* Task description
Only the lines containing "response" should appear in the answer, copied from the listing below.

**** Listed entries

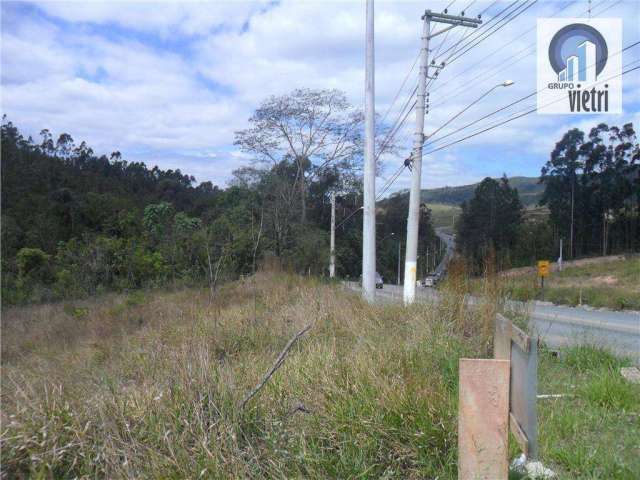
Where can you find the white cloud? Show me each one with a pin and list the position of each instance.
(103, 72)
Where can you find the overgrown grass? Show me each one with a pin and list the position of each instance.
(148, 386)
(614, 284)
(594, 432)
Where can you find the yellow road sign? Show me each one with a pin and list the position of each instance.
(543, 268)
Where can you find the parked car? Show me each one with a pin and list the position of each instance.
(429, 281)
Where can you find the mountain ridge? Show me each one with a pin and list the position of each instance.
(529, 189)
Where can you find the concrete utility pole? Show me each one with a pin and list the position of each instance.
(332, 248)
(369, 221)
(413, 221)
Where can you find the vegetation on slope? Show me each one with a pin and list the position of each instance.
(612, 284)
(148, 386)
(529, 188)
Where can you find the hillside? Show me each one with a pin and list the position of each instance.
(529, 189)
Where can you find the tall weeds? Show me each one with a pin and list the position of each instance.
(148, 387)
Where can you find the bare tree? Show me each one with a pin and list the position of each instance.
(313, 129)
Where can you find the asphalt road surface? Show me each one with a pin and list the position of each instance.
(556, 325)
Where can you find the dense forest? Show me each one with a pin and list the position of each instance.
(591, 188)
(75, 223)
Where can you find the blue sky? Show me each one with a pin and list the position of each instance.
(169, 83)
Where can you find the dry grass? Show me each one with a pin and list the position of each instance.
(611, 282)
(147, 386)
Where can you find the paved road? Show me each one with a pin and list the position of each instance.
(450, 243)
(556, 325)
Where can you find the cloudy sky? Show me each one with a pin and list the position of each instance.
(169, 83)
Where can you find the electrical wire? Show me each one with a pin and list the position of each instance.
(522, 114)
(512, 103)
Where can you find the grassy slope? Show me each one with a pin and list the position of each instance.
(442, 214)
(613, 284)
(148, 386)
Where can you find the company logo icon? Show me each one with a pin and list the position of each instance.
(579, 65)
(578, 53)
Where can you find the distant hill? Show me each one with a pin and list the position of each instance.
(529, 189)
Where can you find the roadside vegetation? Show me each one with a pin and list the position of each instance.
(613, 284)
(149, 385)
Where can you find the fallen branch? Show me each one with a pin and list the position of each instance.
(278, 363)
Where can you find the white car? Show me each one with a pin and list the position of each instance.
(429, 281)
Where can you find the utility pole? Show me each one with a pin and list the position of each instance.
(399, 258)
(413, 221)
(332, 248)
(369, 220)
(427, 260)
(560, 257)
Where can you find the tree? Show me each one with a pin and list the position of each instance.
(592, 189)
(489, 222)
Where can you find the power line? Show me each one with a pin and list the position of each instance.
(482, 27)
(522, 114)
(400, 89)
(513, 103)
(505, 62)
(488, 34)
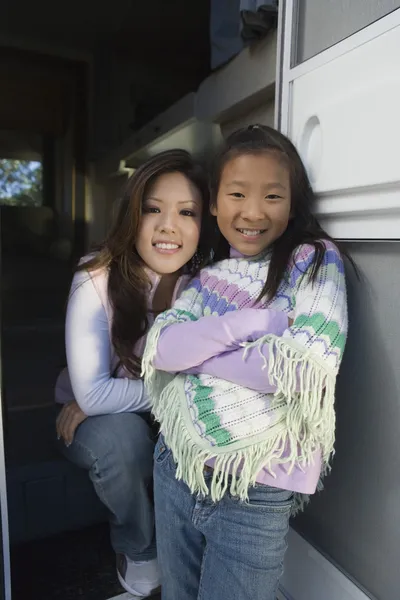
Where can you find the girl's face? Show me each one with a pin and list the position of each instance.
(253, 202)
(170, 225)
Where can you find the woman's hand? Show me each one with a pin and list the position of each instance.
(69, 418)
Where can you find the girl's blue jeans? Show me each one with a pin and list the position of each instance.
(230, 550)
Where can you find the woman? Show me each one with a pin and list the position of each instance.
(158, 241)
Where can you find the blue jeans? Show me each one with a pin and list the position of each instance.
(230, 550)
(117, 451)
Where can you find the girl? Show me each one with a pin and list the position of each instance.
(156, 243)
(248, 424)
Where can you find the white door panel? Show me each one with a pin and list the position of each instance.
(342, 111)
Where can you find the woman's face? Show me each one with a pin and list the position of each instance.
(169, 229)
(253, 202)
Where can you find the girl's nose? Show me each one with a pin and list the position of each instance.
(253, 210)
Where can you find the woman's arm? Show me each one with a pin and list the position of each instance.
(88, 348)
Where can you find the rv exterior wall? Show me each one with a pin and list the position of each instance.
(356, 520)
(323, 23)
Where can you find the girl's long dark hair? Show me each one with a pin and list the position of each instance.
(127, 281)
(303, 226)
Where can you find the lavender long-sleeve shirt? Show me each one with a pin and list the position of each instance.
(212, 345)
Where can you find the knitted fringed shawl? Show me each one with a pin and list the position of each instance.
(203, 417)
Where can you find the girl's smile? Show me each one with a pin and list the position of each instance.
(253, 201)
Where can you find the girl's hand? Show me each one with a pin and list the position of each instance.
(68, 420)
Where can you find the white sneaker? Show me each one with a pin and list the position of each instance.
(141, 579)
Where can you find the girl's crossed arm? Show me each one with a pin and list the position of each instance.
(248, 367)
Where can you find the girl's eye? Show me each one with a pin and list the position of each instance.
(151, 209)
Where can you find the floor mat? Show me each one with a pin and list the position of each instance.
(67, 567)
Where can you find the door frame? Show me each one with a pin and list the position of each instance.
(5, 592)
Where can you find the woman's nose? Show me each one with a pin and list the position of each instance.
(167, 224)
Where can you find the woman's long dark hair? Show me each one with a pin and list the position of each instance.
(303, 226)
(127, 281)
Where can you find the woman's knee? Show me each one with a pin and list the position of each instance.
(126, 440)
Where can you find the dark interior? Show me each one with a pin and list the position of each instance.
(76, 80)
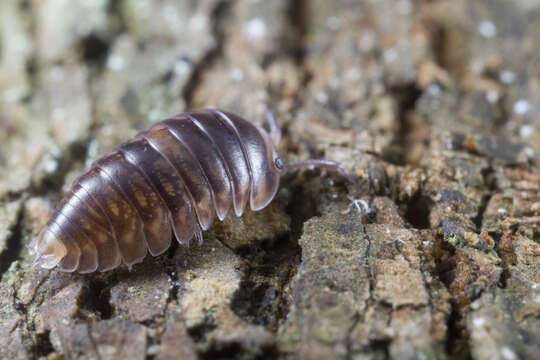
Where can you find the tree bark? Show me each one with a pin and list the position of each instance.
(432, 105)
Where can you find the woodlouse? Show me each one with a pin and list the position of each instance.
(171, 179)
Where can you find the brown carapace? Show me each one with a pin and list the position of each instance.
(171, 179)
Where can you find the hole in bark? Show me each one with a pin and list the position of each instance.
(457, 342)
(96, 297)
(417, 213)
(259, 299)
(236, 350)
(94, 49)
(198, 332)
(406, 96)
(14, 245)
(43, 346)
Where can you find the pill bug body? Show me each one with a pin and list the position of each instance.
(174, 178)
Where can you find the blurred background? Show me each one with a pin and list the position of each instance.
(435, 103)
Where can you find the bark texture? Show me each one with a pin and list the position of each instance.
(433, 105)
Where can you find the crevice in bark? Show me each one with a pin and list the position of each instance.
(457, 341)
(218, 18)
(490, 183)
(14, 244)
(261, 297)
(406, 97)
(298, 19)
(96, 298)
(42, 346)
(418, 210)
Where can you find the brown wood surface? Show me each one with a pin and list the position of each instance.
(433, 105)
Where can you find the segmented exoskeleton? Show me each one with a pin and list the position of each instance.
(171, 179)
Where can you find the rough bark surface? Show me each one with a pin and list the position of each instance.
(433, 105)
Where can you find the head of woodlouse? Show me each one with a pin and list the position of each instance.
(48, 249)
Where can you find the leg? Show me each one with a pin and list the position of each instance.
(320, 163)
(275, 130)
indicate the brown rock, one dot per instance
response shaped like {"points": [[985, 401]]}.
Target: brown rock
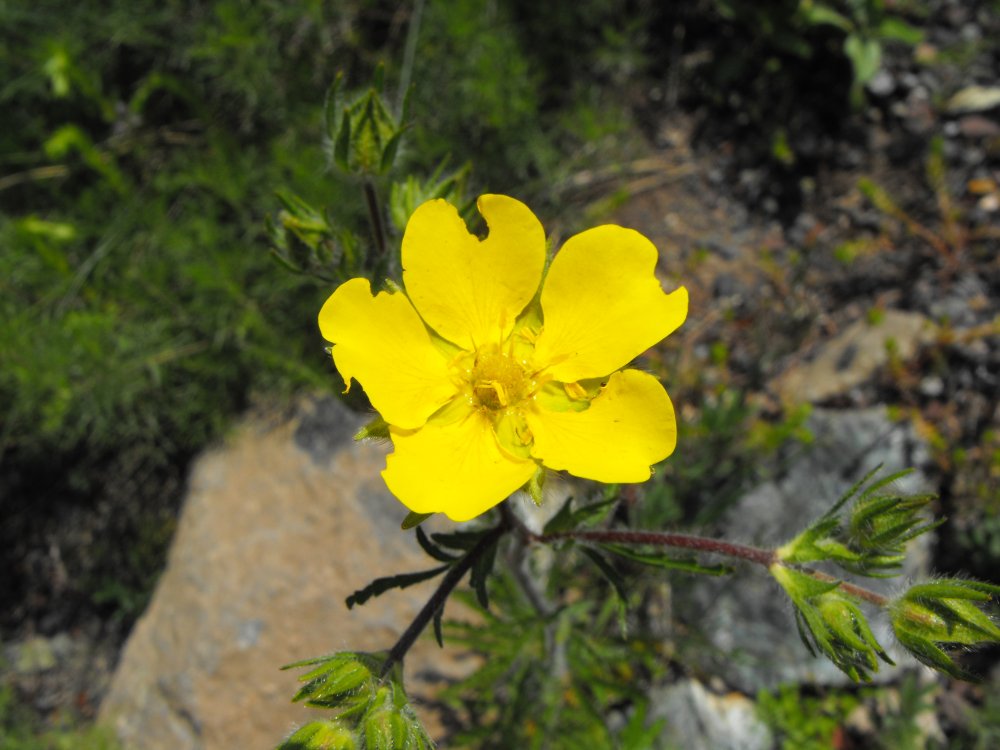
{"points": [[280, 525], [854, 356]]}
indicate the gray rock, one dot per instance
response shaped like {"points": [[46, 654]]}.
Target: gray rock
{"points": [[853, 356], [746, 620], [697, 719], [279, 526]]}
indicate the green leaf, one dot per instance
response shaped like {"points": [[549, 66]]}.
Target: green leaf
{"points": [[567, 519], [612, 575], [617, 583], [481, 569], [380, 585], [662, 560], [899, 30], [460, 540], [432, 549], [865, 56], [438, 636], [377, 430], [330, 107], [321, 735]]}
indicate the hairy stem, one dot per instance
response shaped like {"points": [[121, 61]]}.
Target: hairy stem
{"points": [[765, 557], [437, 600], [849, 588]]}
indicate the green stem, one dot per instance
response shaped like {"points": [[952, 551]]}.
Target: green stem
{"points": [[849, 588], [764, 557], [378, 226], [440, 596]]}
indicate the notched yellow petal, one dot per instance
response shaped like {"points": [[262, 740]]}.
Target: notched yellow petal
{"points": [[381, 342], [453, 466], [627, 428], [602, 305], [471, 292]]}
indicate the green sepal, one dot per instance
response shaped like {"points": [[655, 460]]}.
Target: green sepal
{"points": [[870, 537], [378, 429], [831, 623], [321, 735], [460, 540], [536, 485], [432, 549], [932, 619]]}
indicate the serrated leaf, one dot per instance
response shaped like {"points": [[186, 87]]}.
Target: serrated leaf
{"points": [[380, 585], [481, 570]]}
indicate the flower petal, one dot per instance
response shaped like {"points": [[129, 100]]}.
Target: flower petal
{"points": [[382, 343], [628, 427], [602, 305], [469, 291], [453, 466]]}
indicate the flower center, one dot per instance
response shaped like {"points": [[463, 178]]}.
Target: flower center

********

* Your solution
response shaped like {"points": [[985, 401]]}.
response shaped like {"points": [[46, 654]]}.
response shaped like {"points": [[549, 66]]}.
response shaped like {"points": [[121, 61]]}.
response shaped like {"points": [[952, 551]]}.
response shaped like {"points": [[262, 740]]}.
response shaped like {"points": [[655, 460]]}.
response shaped like {"points": [[186, 87]]}.
response shaped like {"points": [[129, 100]]}.
response shaped like {"points": [[463, 178]]}.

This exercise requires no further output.